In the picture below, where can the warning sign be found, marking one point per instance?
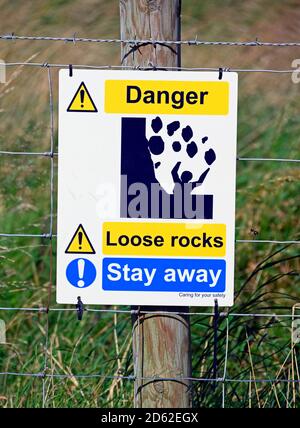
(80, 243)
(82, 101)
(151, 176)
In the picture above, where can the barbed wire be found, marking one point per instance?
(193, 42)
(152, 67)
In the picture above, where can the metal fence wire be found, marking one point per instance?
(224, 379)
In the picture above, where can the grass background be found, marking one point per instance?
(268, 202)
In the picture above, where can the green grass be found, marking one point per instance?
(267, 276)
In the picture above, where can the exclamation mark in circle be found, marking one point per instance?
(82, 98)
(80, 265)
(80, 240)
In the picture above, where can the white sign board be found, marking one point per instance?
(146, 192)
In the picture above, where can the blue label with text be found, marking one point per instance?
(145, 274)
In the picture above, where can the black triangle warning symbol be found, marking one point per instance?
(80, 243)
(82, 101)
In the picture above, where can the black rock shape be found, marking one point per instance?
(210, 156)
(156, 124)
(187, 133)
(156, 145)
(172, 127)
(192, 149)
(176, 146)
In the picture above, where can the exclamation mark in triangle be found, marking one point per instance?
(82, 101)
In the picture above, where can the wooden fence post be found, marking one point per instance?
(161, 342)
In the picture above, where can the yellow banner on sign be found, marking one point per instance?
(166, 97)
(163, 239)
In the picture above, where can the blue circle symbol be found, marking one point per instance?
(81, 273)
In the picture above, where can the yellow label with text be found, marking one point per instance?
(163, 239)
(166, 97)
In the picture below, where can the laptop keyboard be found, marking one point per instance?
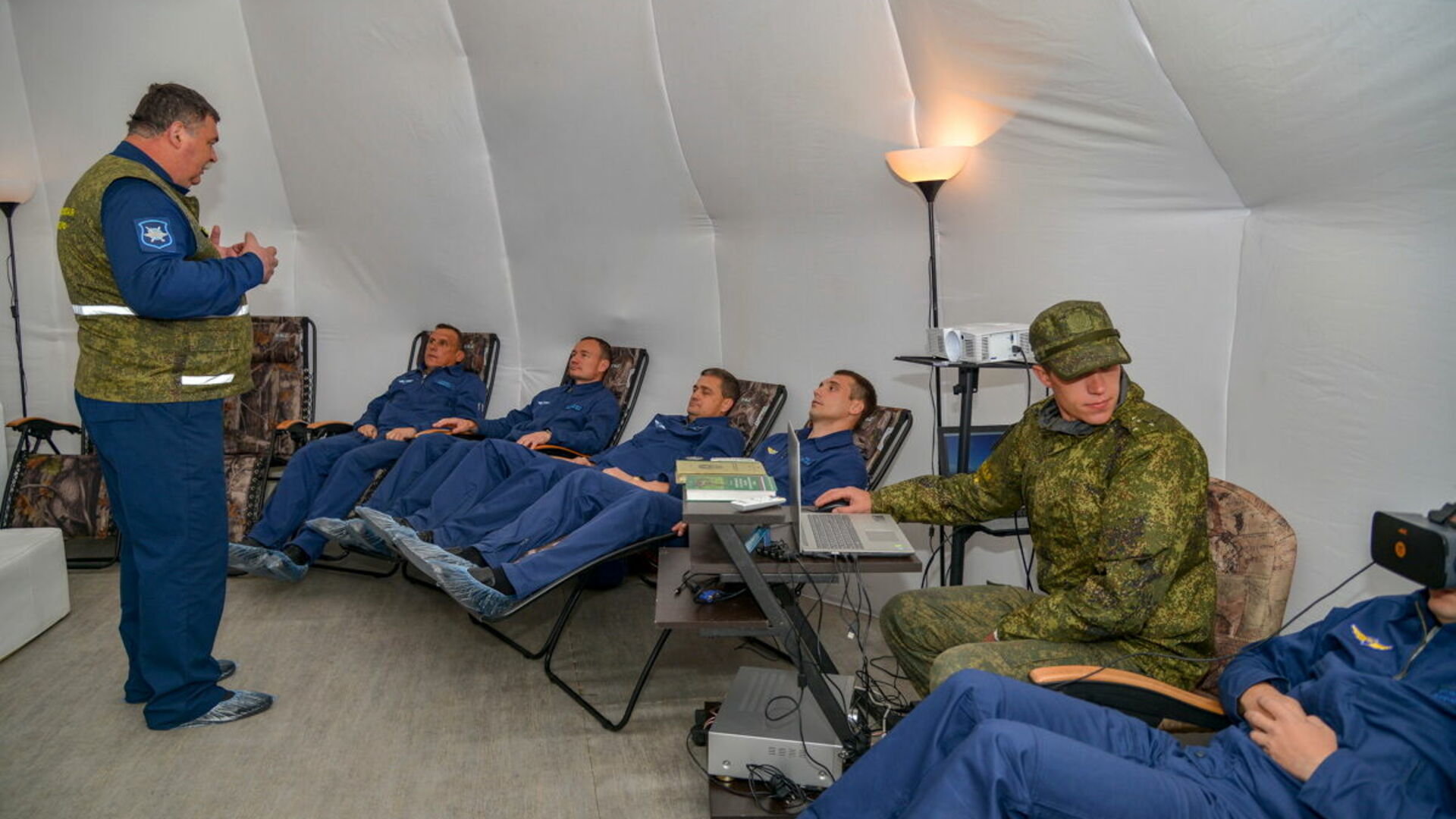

### EXERCISE DETAILS
Could you print the whole listing again, exactly, leaving the pictures out?

### RESULT OF THIS EXERCISE
In the picture below, where can the warning sign be found, marking one point per instance?
(80, 243)
(82, 101)
(151, 176)
In the picture above, where can the barbed wire be found, marking one point per instance?
(193, 42)
(152, 67)
In the picture above, where can the metal fence wire be found, marking one point per instance?
(224, 379)
In the picture above, where can the grass background be found, marking one point per instance?
(268, 202)
In the picture above, where can the green grass be found, marking one point per instance?
(267, 276)
In the picture above, where can the exclamation mark in circle be found, marking one point per instance?
(82, 98)
(80, 265)
(80, 240)
In the picture above, where can the white sign board be found, marking one point per instance?
(146, 192)
In the picture above, where can the blue label with text be found, marking one point per instance?
(145, 274)
In the picture above, where can the black triangle warning symbol be found, marking one point per instance?
(80, 243)
(82, 101)
In the picture above, where can the black rock shape be found, marking one point per instance?
(210, 156)
(156, 124)
(187, 133)
(156, 145)
(172, 127)
(192, 149)
(176, 146)
In the picture above, where can the exclamation mark in triangle be found, marking one point per instance?
(82, 101)
In the picture above, where can the wooden fence post be found, marking one point per instance?
(161, 342)
In the picture above, where can the yellow banner on sign be found, marking one point per instance?
(166, 97)
(163, 239)
In the picture above, where can the blue circle symbol be found, marking one point per instance?
(81, 273)
In the picture above, where can the yellow label with text be found, marking one point per instance?
(163, 239)
(166, 97)
In the picture below, where can the laptop keyboard be found, marking one point per instance?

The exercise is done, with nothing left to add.